▶ **EXERCISE OBJECTIVE**: Convert the lines below, from the one containing "Point out the canopy" through the last line, into a JSON list of strings with one string per line, leaving out blank lines.

▶ **INPUT MATERIAL**:

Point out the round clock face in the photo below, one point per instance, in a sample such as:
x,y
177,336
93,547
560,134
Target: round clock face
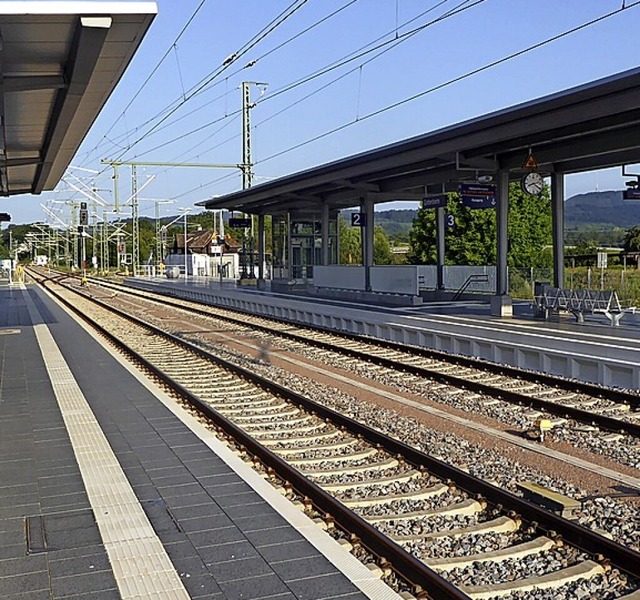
x,y
532,183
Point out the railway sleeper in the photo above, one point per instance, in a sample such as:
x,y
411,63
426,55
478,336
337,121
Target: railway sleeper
x,y
259,415
458,509
265,433
305,439
584,570
279,425
293,450
343,486
535,546
264,406
553,501
421,494
329,459
387,463
258,400
498,525
615,408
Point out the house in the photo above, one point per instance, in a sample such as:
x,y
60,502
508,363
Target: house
x,y
205,255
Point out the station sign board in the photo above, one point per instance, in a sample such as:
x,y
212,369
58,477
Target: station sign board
x,y
478,195
439,201
358,220
239,223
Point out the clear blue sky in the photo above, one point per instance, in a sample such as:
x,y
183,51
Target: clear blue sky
x,y
209,121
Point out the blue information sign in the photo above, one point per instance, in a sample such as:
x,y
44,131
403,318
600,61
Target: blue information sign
x,y
478,195
239,223
439,201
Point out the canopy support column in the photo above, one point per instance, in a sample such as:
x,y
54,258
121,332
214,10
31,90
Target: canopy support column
x,y
557,224
367,205
325,233
501,303
440,250
261,250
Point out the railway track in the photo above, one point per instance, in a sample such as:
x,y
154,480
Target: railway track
x,y
439,528
584,415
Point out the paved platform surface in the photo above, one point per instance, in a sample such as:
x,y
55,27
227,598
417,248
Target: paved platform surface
x,y
594,351
226,535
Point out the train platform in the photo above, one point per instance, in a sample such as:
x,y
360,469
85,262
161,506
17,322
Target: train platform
x,y
109,490
592,351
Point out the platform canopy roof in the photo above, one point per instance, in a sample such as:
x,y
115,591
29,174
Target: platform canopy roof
x,y
60,62
593,126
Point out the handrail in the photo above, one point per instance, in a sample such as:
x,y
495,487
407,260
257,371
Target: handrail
x,y
478,277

▶ **THE OUTPUT**:
[
  "Point out the canopy support column in the photo above, one point per instance, in a sample such as:",
  "x,y",
  "54,258",
  "121,332",
  "214,10",
  "31,90",
  "Target: canopy support column",
  "x,y",
  "557,224",
  "367,205",
  "325,233",
  "501,303",
  "440,250",
  "261,250",
  "Point out the railway track in the photo above, one point per instance, in a sample such as:",
  "x,y",
  "154,480",
  "Target: railway track",
  "x,y",
  "439,528",
  "584,415",
  "Point out the paved platform surface in the photo above, one point per instance, in a sample such as:",
  "x,y",
  "55,27",
  "227,598",
  "417,248",
  "Target: paved platform surface",
  "x,y",
  "594,351",
  "226,535",
  "Point out the train platform in the photo above, one point per instance, in a sample such as:",
  "x,y",
  "360,469",
  "85,262",
  "161,506",
  "17,322",
  "Target: train platform",
  "x,y",
  "109,490",
  "592,351",
  "Point out the platform canopy roof in the photo above, one point per instance, in a sample such as:",
  "x,y",
  "115,591",
  "29,174",
  "Target: platform canopy roof",
  "x,y",
  "60,62",
  "593,126",
  "Point out the handrail in the photo above, one point per instance, in a sample such as:",
  "x,y",
  "495,487",
  "407,260",
  "257,371",
  "Target: handrail",
  "x,y",
  "478,277"
]